__EXERCISE SET__.
- 1) In the YMatrix compression documentation, reproduce the passage starting at "This document introduces" and ending at "(compresstype=zstd, compresslevel=3, compress_threshold=1200)", replacing "data blocks" with "data segments" throughout.
- 2) List every compression algorithm that the YMatrix compression documentation states is supported for data blocks.
- 3) According to the YMatrix compression documentation, what range of compression level values is valid for zlib?

This document introduces the algorithms used for compression in YMatrix and their usage methods.
General compression refers to the compression algorithm that directly compresses the data blocks when it has no understanding of the internal structure of the data. This kind of compression is often encoded based on the characteristics of binary data to reduce redundancy in stored data, and the compressed data cannot be accessed randomly. Compression and decompression must be carried out in units of the entire data block.
YMatrix supports three compression algorithms: zlib, lz4 and zstd for data blocks.
Three general compression algorithms, lz4, zstd, and zlib, need to be implemented in the WITH
statement when building tables. The examples are as follows:
=# WITH (compresstype=zstd, compresslevel=3, compress_threshold=1200)
Notice!
For more information on the usage of the WITH
statement, see CREATE TABLE.
The parameters are as follows:
Parameter name | Default value | Min value | Maximum value | Description |
---|---|---|---|---|
compress_threshold | 1200 | 1 | 8000 | Compression threshold. Used to control how many tuples (tuples) are compressed in a single table, and is the upper limit of the number of Tuples compressed in the same unit. |
compressiontype | lz4 | compression algorithm, supported: 1. zstd 2. zlib 3. lz4 |
||
compresslevel | 1 | 1 | Compress level. The smaller the value, the faster the compression, but the worse the compression effect; the larger the value, the slower the compression, but the better the compression effect. Different algorithms have different valid values ranges: zstd: 1-19 zlib: 1-9 lz4: 1-20 |
Notes!

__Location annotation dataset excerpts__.
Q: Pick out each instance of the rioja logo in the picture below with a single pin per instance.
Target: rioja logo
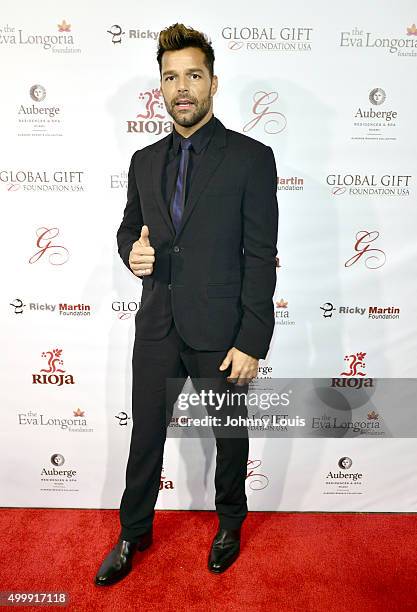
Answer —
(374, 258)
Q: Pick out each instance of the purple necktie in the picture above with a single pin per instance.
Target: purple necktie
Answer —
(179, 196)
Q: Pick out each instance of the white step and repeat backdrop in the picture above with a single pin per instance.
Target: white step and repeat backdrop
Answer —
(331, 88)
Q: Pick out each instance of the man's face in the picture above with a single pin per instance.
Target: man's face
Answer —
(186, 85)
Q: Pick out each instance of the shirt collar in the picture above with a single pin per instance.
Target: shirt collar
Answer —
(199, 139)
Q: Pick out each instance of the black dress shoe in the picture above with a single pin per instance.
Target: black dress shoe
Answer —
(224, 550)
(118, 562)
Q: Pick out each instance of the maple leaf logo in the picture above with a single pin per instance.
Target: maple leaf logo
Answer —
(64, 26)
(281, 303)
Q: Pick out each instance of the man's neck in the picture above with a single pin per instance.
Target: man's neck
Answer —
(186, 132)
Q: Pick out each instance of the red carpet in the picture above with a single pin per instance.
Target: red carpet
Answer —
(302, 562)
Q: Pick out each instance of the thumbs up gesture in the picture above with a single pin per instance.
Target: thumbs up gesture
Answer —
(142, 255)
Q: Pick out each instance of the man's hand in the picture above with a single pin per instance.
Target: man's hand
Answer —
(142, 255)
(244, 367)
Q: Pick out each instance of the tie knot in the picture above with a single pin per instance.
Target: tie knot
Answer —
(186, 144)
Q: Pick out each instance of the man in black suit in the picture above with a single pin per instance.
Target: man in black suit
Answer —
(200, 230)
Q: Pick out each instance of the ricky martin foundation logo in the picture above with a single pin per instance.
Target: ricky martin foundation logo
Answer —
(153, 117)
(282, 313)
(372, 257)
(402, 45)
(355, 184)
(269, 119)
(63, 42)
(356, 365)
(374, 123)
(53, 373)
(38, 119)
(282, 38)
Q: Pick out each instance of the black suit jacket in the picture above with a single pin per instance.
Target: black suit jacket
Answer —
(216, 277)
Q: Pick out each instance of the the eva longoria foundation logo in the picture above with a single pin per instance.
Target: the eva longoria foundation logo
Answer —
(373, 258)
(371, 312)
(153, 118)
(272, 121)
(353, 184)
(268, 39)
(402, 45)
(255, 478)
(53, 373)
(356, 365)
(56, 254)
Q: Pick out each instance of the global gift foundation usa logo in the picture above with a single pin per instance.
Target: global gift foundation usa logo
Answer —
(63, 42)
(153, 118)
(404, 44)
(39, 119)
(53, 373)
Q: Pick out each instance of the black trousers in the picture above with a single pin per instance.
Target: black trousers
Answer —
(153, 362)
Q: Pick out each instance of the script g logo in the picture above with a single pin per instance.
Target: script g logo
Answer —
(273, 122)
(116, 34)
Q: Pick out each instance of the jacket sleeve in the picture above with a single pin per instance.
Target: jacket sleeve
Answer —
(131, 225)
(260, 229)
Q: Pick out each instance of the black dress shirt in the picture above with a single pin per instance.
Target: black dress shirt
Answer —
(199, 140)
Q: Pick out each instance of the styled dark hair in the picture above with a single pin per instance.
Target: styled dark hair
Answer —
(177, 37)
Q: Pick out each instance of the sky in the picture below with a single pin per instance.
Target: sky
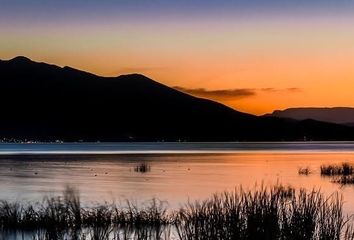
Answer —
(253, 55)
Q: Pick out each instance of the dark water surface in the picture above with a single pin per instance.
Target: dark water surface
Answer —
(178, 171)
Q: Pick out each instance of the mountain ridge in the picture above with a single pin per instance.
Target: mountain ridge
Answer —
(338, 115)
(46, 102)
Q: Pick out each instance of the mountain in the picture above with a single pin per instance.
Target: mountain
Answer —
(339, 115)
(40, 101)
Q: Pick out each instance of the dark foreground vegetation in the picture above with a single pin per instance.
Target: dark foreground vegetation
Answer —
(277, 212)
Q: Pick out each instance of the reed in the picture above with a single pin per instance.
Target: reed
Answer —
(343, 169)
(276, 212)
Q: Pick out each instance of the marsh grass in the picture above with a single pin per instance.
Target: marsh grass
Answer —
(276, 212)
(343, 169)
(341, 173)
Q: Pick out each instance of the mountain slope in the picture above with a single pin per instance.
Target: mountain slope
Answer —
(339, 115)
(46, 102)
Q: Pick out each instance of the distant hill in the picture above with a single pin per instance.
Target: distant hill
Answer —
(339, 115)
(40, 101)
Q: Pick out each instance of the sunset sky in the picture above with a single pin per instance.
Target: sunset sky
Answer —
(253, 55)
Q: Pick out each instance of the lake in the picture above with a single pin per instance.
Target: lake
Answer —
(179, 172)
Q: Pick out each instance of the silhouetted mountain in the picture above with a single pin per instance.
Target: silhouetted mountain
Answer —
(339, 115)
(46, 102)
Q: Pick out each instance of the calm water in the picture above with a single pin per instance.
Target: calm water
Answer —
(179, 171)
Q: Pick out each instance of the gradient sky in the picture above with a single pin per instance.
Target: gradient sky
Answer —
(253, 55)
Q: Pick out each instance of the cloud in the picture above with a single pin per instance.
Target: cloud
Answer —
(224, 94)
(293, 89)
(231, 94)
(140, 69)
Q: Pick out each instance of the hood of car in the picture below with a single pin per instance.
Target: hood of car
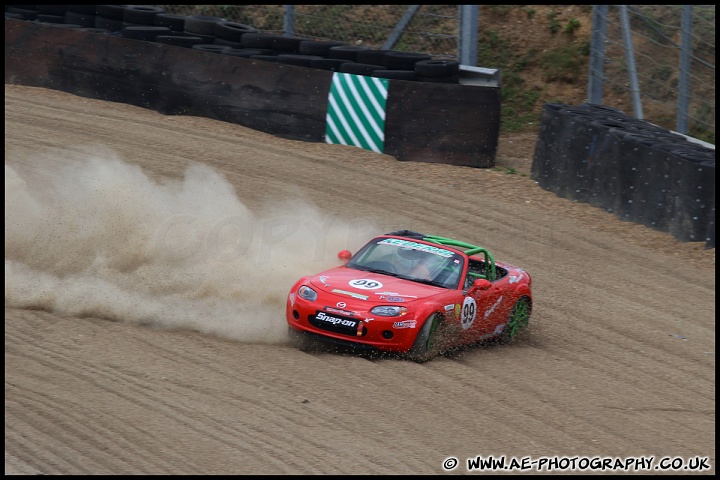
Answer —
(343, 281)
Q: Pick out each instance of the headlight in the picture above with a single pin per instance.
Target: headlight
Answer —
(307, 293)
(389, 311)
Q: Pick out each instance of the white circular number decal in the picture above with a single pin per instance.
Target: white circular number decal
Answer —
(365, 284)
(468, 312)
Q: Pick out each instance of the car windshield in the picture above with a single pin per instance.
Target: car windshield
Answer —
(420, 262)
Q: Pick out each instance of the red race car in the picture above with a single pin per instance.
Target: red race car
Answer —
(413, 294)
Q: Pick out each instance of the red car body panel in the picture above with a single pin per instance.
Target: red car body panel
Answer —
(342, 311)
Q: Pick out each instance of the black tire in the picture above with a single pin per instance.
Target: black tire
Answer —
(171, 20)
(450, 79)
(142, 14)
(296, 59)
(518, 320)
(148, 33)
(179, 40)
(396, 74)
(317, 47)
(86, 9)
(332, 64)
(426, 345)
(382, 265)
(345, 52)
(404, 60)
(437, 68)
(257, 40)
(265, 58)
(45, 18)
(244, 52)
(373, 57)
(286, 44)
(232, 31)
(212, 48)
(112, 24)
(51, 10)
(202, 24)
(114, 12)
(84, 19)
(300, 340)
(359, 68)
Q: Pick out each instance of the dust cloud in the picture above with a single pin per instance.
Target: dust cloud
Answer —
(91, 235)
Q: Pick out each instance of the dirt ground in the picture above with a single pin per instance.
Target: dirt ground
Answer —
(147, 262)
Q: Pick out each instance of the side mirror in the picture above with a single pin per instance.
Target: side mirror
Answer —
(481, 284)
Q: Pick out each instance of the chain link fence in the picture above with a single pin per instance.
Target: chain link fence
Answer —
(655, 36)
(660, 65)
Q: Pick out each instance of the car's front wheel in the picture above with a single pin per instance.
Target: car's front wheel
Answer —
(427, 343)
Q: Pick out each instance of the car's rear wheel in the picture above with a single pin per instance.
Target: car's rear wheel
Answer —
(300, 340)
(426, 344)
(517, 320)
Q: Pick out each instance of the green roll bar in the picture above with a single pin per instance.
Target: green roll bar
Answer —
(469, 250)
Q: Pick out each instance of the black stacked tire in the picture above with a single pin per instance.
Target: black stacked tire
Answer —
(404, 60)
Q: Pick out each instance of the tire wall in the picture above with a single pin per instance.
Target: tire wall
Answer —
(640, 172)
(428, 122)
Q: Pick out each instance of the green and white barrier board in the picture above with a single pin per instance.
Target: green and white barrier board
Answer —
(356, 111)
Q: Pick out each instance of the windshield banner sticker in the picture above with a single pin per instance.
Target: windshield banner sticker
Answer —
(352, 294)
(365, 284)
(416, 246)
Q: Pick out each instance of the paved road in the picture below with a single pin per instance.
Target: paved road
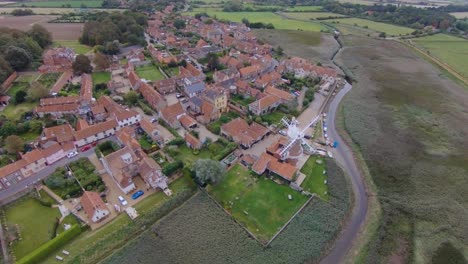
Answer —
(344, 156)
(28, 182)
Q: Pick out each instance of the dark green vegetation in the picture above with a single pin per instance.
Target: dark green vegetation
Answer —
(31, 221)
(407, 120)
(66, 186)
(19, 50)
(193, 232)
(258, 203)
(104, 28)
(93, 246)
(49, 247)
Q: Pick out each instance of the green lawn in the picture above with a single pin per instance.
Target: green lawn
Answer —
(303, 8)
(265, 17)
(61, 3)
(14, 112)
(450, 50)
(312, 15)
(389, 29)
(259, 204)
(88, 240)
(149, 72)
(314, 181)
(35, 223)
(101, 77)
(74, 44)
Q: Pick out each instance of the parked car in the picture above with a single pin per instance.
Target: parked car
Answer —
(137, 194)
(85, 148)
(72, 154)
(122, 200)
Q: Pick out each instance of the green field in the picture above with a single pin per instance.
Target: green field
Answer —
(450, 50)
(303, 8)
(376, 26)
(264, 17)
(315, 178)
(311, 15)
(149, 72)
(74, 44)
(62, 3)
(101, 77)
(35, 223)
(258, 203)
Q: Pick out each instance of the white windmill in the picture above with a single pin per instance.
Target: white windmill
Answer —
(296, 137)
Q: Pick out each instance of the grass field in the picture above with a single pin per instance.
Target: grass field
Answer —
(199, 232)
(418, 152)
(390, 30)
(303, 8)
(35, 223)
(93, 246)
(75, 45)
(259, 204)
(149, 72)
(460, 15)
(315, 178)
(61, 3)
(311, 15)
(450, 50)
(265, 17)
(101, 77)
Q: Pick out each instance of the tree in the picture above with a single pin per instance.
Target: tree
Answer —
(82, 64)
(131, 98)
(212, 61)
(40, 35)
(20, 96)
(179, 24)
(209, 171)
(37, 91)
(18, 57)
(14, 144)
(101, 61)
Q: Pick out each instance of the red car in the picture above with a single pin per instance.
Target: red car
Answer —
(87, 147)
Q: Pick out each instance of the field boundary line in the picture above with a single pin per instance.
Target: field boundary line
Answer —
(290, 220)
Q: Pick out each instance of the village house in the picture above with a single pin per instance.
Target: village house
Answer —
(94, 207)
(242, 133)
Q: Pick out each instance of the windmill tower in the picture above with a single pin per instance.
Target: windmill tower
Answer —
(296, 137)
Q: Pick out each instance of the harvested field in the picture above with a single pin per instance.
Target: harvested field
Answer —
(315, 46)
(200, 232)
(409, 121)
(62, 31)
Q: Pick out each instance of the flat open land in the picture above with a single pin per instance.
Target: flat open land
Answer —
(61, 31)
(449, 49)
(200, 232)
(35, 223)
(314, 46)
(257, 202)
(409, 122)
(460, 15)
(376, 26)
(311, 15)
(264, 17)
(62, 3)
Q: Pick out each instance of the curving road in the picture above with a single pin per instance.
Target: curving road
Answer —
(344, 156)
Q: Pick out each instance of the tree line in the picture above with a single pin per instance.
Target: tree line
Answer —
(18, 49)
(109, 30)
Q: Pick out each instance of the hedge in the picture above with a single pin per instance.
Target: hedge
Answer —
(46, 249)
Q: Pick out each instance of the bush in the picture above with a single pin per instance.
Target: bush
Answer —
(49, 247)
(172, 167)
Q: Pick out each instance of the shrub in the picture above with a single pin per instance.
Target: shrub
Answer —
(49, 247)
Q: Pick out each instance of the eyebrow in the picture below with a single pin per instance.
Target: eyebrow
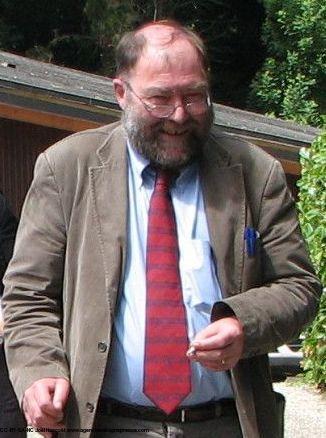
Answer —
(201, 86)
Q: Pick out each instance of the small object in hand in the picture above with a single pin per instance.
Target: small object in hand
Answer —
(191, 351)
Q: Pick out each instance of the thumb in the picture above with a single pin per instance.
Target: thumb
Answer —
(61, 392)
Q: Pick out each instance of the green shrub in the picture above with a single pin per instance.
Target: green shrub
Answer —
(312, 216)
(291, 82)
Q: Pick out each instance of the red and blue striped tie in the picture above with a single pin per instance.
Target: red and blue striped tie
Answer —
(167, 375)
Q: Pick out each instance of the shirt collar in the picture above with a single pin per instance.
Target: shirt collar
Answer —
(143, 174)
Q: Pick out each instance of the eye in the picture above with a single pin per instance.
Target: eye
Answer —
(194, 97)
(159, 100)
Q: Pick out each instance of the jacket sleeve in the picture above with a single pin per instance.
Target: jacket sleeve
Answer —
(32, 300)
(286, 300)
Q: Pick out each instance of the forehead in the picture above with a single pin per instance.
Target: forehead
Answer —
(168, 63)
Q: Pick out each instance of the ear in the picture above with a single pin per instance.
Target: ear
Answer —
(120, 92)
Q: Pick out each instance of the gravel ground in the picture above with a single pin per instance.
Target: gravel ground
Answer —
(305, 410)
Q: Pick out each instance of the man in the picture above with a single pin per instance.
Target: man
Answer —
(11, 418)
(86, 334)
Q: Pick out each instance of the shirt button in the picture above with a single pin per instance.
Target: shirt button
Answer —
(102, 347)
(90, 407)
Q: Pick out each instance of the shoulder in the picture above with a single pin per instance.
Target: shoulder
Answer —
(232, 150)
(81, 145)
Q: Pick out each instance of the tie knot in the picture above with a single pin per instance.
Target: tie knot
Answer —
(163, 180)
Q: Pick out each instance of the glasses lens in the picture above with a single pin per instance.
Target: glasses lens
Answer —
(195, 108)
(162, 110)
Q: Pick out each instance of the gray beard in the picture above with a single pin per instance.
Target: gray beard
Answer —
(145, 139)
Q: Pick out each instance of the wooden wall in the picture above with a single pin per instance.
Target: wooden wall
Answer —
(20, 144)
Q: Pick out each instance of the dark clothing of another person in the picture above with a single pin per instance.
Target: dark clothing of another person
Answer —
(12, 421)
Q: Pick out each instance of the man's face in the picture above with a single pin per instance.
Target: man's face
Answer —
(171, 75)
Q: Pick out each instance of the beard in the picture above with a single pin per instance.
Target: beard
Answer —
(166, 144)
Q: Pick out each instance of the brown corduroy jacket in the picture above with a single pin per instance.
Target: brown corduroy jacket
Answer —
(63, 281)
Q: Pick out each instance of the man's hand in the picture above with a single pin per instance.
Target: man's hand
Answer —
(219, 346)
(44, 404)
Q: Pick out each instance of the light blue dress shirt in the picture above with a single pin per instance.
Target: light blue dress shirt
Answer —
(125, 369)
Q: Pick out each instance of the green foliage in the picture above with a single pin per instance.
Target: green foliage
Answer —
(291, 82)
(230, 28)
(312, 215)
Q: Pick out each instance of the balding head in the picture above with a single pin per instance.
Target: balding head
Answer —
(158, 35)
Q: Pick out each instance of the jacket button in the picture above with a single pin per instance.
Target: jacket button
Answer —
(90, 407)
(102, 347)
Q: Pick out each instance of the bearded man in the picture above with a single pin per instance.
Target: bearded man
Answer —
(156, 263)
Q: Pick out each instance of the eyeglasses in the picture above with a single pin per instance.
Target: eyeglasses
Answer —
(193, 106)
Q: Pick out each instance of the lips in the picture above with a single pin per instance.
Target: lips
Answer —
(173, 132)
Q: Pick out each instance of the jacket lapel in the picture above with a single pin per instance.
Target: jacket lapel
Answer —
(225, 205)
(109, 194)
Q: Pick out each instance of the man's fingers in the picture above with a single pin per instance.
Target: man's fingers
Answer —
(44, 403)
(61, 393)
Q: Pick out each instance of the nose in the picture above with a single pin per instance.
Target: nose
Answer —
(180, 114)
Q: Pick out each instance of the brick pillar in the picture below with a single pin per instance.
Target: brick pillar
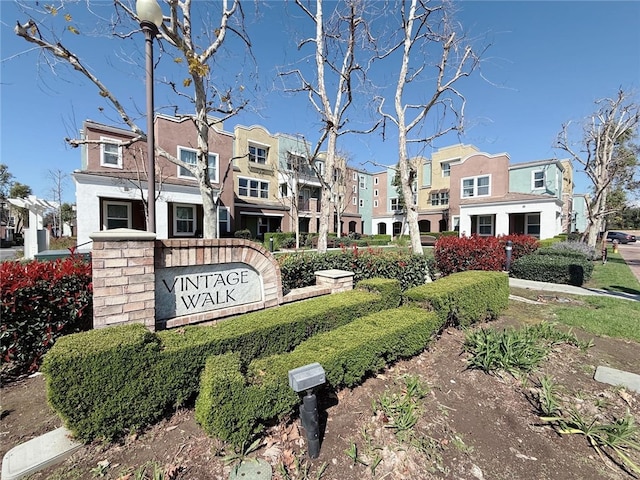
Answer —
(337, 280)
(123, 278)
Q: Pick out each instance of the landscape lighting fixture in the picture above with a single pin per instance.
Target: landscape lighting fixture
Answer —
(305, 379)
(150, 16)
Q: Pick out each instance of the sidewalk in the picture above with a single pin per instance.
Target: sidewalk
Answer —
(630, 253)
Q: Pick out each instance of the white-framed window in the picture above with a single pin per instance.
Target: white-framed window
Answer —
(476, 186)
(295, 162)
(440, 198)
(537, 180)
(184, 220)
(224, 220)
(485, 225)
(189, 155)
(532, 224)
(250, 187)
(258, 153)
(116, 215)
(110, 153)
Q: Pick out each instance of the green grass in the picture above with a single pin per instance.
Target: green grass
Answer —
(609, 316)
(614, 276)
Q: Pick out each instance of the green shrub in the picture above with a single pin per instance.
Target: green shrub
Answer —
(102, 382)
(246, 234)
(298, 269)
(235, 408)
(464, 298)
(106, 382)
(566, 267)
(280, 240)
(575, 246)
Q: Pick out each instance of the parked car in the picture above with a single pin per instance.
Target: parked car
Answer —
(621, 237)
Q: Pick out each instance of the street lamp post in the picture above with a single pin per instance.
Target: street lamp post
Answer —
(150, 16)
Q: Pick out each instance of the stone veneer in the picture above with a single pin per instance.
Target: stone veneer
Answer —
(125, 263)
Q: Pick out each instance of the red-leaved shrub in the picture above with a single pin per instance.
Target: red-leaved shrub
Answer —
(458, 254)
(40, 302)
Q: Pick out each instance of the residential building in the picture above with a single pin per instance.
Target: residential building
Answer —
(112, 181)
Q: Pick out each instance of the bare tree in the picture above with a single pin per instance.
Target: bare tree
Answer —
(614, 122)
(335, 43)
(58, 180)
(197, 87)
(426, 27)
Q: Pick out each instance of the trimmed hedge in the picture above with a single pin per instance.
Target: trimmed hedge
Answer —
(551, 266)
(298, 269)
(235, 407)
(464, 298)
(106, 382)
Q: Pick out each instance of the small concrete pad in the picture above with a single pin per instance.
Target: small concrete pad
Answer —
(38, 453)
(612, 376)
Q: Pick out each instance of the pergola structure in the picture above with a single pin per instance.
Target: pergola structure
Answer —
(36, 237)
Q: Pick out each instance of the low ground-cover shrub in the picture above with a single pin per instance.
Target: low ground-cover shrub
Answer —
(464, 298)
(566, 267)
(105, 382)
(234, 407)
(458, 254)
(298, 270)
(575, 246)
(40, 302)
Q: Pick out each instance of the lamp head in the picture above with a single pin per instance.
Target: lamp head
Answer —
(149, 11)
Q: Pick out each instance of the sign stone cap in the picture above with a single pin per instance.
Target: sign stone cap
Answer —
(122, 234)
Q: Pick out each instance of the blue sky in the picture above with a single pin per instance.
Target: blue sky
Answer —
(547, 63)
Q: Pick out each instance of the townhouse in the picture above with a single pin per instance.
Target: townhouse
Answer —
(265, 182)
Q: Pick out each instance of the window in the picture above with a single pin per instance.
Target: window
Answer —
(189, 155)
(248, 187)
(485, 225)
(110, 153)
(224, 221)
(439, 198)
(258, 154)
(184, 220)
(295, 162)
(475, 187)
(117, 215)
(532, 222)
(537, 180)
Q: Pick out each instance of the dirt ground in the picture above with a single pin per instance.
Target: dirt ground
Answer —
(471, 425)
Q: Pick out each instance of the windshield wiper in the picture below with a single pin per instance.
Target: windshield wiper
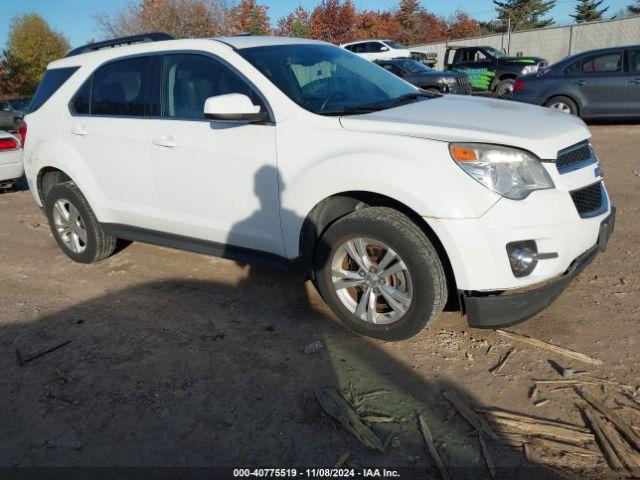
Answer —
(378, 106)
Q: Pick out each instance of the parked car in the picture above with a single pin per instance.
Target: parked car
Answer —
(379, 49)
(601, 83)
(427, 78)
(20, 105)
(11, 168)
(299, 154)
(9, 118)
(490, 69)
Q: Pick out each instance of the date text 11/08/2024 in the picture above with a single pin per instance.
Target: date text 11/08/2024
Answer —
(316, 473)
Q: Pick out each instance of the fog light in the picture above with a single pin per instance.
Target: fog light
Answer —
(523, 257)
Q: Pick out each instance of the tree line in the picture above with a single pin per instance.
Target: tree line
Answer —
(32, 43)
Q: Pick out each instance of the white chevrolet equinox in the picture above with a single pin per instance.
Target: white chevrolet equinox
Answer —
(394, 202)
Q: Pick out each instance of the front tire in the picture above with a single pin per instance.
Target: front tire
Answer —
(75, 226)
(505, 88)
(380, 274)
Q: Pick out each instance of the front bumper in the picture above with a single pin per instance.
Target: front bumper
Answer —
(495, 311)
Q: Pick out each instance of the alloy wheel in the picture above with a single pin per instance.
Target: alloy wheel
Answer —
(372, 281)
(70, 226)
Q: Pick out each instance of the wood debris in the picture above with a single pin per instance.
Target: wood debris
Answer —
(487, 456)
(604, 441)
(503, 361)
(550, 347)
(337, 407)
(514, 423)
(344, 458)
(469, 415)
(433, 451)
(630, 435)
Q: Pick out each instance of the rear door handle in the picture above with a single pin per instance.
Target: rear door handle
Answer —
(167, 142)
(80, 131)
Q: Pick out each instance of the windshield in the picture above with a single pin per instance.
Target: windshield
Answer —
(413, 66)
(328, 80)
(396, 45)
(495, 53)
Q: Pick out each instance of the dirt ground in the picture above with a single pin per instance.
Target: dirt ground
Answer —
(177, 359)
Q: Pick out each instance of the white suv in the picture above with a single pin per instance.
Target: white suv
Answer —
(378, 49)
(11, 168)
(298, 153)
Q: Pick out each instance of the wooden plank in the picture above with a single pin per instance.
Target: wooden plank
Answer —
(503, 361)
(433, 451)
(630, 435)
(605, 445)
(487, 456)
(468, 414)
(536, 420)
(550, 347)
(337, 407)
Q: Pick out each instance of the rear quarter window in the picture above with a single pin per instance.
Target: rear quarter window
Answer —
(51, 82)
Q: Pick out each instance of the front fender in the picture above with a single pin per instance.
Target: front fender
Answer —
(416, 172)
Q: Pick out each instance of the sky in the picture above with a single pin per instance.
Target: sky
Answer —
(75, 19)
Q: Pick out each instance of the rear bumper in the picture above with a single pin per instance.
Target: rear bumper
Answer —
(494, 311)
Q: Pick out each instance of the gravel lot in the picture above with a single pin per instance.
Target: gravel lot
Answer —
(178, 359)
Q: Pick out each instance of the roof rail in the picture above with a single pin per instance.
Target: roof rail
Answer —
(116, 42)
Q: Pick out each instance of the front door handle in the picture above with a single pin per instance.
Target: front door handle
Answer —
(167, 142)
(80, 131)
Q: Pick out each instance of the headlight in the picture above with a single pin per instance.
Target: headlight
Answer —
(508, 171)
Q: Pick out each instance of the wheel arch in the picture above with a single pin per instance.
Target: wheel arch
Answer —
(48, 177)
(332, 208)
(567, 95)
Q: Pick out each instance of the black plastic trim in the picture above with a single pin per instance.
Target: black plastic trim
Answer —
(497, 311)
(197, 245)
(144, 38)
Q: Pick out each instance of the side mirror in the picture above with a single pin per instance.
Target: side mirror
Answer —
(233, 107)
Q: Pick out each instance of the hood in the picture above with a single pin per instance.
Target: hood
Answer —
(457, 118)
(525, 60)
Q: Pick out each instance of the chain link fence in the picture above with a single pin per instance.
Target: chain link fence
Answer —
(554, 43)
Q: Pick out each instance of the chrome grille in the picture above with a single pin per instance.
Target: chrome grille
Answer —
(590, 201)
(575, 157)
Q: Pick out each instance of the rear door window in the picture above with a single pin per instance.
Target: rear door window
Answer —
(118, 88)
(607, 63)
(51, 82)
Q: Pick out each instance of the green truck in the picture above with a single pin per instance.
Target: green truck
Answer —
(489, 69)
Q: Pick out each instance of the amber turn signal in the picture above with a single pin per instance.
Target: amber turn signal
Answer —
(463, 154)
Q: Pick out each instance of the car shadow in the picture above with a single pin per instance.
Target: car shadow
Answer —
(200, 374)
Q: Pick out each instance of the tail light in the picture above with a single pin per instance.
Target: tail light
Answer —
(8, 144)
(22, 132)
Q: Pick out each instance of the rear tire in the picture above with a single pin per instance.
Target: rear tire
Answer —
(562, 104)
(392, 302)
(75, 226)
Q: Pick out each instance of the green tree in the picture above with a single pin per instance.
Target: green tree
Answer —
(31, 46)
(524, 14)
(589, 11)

__RESULTS OF THE EXERCISE__.
- 1)
This document introduces the algorithms used for compression in YMatrix and their usage methods.
General compression refers to the compression algorithm that directly compresses the data segments when it has no understanding of the internal structure of the data. This kind of compression is often encoded based on the characteristics of binary data to reduce redundancy in stored data, and the compressed data cannot be accessed randomly. Compression and decompression must be carried out in units of the entire data block.
YMatrix supports three compression algorithms: zlib, lz4 and zstd for data segments.
Three general compression algorithms, lz4, zstd, and zlib, need to be implemented in the WITH
statement when building tables. The examples are as follows:
=# WITH (compresstype=zstd, compresslevel=3, compress_threshold=1200)

- 2) zlib, lz4, zstd

- 3) 1-9